| WHAT YOU WILL DO |
Working from the records beneath this line, reproduce each one exactly.

| DATA FOR THIS TASK |
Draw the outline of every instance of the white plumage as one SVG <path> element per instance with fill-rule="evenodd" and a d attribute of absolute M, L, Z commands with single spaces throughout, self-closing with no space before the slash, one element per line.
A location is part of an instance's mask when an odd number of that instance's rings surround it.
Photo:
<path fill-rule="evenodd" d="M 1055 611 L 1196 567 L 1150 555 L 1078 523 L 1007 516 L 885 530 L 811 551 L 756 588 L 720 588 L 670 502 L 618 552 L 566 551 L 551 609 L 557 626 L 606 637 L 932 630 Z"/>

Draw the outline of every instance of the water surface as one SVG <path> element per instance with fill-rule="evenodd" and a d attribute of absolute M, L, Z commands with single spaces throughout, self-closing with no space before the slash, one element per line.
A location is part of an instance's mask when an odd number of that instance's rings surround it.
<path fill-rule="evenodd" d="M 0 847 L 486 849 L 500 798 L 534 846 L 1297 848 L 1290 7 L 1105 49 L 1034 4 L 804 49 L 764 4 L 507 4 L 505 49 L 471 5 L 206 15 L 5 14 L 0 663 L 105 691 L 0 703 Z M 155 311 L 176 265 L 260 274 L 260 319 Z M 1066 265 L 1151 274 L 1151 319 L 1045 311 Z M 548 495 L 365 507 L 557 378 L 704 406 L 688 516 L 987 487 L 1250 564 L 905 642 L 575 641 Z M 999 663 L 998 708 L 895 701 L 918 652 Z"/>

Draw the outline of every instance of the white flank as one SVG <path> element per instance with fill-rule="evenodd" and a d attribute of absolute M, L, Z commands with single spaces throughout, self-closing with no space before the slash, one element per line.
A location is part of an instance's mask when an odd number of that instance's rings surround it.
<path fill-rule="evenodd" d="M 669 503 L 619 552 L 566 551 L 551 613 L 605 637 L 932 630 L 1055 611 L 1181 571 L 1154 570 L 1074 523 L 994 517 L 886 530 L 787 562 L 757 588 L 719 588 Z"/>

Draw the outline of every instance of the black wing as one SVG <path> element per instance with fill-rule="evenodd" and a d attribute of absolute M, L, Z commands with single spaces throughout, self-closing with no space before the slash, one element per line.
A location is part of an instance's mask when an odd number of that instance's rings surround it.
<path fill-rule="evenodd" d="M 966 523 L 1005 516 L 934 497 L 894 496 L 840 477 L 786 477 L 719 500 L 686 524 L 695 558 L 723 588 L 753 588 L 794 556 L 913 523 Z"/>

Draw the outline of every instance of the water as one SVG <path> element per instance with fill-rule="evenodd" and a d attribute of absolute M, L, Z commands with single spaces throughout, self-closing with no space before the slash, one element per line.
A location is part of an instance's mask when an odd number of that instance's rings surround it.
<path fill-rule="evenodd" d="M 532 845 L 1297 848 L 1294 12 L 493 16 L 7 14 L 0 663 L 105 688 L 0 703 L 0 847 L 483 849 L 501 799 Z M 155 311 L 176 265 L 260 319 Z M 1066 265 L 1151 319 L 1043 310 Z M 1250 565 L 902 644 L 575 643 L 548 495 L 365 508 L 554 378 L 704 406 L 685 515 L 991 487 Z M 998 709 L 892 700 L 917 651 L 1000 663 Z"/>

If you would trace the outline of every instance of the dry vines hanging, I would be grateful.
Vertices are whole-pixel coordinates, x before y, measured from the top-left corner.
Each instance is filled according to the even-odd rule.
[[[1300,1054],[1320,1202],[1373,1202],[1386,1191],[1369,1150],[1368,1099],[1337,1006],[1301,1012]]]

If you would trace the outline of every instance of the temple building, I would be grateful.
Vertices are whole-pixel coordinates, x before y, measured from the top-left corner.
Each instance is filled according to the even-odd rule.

| TASK OUTPUT |
Draw the outline of every instance of the white plumage as one SVG <path> element per instance with fill-rule="evenodd" and a d attribute of absolute M, L, Z commands with single spaces throughout, self-closing with no space before the slash, one element per line.
A location is part of an instance's mask when an odd number of that instance's rings surround it.
Photo:
<path fill-rule="evenodd" d="M 1055 611 L 1196 567 L 1150 555 L 1078 523 L 1007 516 L 885 530 L 811 551 L 756 588 L 720 588 L 670 502 L 618 552 L 566 551 L 551 609 L 557 626 L 606 637 L 932 630 Z"/>

Draw the outline of every instance of the water surface as one SVG <path> element per instance with fill-rule="evenodd" and a d attribute of absolute M, L, Z commands with single spaces throughout, self-closing with no space before the slash, one element per line.
A location is part of an instance's mask when an odd number of that instance's rings surround it.
<path fill-rule="evenodd" d="M 0 847 L 486 849 L 500 798 L 534 846 L 1297 848 L 1290 7 L 1105 49 L 1034 4 L 804 49 L 764 4 L 507 4 L 505 49 L 471 5 L 206 15 L 5 14 L 0 663 L 105 691 L 0 703 Z M 155 311 L 176 265 L 260 274 L 260 319 Z M 1066 265 L 1151 274 L 1151 319 L 1045 311 Z M 548 495 L 365 507 L 557 378 L 704 406 L 688 516 L 987 487 L 1250 564 L 905 642 L 575 641 Z M 999 663 L 998 708 L 895 701 L 918 652 Z"/>

Draw the outline of every instance of the white flank as one SVG <path> element per instance with fill-rule="evenodd" and a d attribute of absolute M, L, Z commands with single spaces throughout, self-closing with no space before the slash, one element per line.
A location is part of an instance's mask when an odd number of that instance's rings surround it.
<path fill-rule="evenodd" d="M 669 503 L 619 552 L 566 551 L 551 613 L 605 637 L 932 630 L 1055 611 L 1181 571 L 1154 570 L 1074 523 L 994 517 L 886 530 L 787 562 L 757 588 L 719 588 Z"/>

Draw the outline of every instance of the black wing as one SVG <path> element per instance with fill-rule="evenodd" and a d attribute of absolute M, L, Z commands with single spaces throughout, self-closing with no space before the slash, one element per line.
A location is part of an instance's mask when an odd number of that instance's rings surround it.
<path fill-rule="evenodd" d="M 966 523 L 1005 516 L 934 497 L 894 496 L 840 477 L 786 477 L 719 500 L 686 524 L 695 558 L 723 588 L 753 588 L 794 556 L 913 523 Z"/>

Draw the outline of every instance of the water as one SVG <path> element per instance with fill-rule="evenodd" and a d attribute of absolute M, L, Z commands with single spaces throughout, self-closing with no space before the slash, one element per line.
A location is part of an instance's mask when an odd number of that instance's rings surround it.
<path fill-rule="evenodd" d="M 532 845 L 1297 848 L 1294 12 L 493 16 L 7 14 L 0 663 L 105 688 L 0 703 L 0 847 L 483 849 L 501 799 Z M 155 311 L 176 265 L 260 319 Z M 1066 265 L 1151 319 L 1043 310 Z M 1250 565 L 902 644 L 575 643 L 548 495 L 365 508 L 554 378 L 704 406 L 685 515 L 991 487 Z M 998 709 L 892 700 L 917 651 L 1000 663 Z"/>

If you would trace the outline of every instance of the dry vines hanging, I would be grateful.
Vertices are whole-pixel coordinates, x before y, measured from the top-left corner.
Each instance is filled according to the even-odd rule.
[[[1300,1054],[1320,1202],[1373,1202],[1386,1191],[1369,1150],[1368,1099],[1337,1006],[1301,1012]]]

If you would trace the outline of every instance of the temple building, I would be grateful.
Vertices are whole-pixel coordinates, x before y, measured from the top-left corner.
Each instance is filled according to the even-odd rule.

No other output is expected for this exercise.